Labeled-object pointing rows
»»
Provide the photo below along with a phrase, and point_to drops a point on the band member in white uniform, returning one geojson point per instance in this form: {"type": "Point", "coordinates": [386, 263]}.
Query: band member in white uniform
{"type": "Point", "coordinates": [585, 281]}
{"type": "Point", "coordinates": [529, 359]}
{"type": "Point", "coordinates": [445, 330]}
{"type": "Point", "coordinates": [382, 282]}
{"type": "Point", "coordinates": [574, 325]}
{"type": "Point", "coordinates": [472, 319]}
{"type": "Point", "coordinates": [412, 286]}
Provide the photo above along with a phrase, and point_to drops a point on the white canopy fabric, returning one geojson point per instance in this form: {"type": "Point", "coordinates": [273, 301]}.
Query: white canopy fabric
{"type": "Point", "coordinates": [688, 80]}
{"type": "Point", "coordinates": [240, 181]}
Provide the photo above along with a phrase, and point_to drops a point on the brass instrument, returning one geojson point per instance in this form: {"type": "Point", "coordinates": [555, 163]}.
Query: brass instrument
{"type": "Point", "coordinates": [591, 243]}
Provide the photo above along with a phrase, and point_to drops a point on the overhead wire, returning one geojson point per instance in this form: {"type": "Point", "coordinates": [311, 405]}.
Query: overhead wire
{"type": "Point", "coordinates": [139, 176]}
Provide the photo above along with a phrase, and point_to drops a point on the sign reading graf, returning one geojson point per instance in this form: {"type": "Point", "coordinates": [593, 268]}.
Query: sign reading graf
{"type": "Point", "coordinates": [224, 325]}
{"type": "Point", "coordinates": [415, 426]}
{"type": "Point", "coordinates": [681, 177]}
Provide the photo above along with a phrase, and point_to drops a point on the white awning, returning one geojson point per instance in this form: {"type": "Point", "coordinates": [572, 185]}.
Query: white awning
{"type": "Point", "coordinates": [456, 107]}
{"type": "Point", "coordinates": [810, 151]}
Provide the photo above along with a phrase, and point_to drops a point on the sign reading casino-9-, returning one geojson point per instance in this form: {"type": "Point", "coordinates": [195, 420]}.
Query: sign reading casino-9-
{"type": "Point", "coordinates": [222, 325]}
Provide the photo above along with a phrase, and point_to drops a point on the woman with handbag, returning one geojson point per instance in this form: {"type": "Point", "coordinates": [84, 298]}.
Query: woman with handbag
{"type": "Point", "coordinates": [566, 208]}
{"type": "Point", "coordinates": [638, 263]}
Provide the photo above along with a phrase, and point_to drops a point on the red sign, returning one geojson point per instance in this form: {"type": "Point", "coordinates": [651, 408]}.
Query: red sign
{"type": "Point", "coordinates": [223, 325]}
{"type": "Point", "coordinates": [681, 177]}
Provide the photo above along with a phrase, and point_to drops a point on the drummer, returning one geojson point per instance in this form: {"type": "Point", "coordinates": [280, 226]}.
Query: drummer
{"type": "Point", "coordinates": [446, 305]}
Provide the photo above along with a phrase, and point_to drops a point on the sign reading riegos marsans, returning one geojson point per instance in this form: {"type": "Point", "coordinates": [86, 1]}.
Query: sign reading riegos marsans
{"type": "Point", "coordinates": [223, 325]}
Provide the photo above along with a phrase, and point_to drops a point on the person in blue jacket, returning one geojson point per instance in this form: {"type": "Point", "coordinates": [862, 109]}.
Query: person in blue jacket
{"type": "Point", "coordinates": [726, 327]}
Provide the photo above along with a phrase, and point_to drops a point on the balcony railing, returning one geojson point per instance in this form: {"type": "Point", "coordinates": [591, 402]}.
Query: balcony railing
««
Can you rewrite all the rows above with every "point_to" changed to "mark_point" and nothing else altered?

Provide the photo below along with a phrase, and mark_point drops a point on the band member in white uniform, returning one geojson point per instance in this form: {"type": "Point", "coordinates": [386, 263]}.
Query: band member in white uniform
{"type": "Point", "coordinates": [585, 281]}
{"type": "Point", "coordinates": [529, 359]}
{"type": "Point", "coordinates": [445, 330]}
{"type": "Point", "coordinates": [382, 282]}
{"type": "Point", "coordinates": [574, 325]}
{"type": "Point", "coordinates": [472, 319]}
{"type": "Point", "coordinates": [412, 286]}
Provide the photo above along with a phrase, and mark_point drops a point on the white canopy fabric, returning one geojson point per instance in this form: {"type": "Point", "coordinates": [273, 301]}.
Query: white canopy fabric
{"type": "Point", "coordinates": [688, 80]}
{"type": "Point", "coordinates": [240, 181]}
Provide the photo above along with a phrase, and mark_point drops a point on the brass instrument, returning one geojson point per instance in this form: {"type": "Point", "coordinates": [555, 163]}.
Query: brass instrument
{"type": "Point", "coordinates": [591, 243]}
Provide the photo above along with a phrase, and mark_point drops a point on the overhead wire, returning one geojson point per instance in this form: {"type": "Point", "coordinates": [311, 405]}.
Query: overhead wire
{"type": "Point", "coordinates": [139, 176]}
Provide the photo above along with a phrase, and mark_point drops a point on the sign reading graf, returning one geojson point per instance in this form: {"type": "Point", "coordinates": [593, 268]}.
Query: sign reading graf
{"type": "Point", "coordinates": [224, 325]}
{"type": "Point", "coordinates": [415, 426]}
{"type": "Point", "coordinates": [681, 177]}
Provide the photo above along with a phrase, and mark_point drops a point on the white awning, returning one geojson point per instance in this form: {"type": "Point", "coordinates": [572, 185]}.
Query: white awning
{"type": "Point", "coordinates": [456, 107]}
{"type": "Point", "coordinates": [810, 151]}
Provide the photo above along with a phrase, and mark_point drops a point on the sign reading casino-9-, returning one geojson point per instance in this form: {"type": "Point", "coordinates": [195, 420]}.
Query: sign reading casino-9-
{"type": "Point", "coordinates": [222, 325]}
Provide the photo above along with a phrase, and mark_point drops a point on the woman with handbag, returning one geojson point per instance in this form: {"type": "Point", "coordinates": [84, 298]}.
Query: woman with handbag
{"type": "Point", "coordinates": [566, 208]}
{"type": "Point", "coordinates": [638, 263]}
Provide the photo above along with a phrase, and mark_point drops a point on the red sign, returning one geojson point per instance in this form: {"type": "Point", "coordinates": [651, 408]}.
Query: red sign
{"type": "Point", "coordinates": [223, 325]}
{"type": "Point", "coordinates": [681, 177]}
Provide the photo above along with a phrase, and mark_point drops a point on the drummer, returning one geojson point per instance in this form: {"type": "Point", "coordinates": [280, 226]}.
Query: drummer
{"type": "Point", "coordinates": [446, 305]}
Provide the photo above along with a phrase, and mark_point drops a point on the sign reading riegos marsans, returning one geojson point per instance in this form: {"type": "Point", "coordinates": [86, 1]}.
Query: sign reading riegos marsans
{"type": "Point", "coordinates": [223, 325]}
Provide the photo above along with a phrase, and mark_point drops a point on the person in blue jacket, returning one geojson point per instance in this form: {"type": "Point", "coordinates": [862, 109]}.
Query: person in blue jacket
{"type": "Point", "coordinates": [726, 327]}
Provide the photo above along with a phrase, and mark_point drops a point on the balcony railing, returning one geojson point per instance in this form: {"type": "Point", "coordinates": [591, 402]}.
Query: balcony railing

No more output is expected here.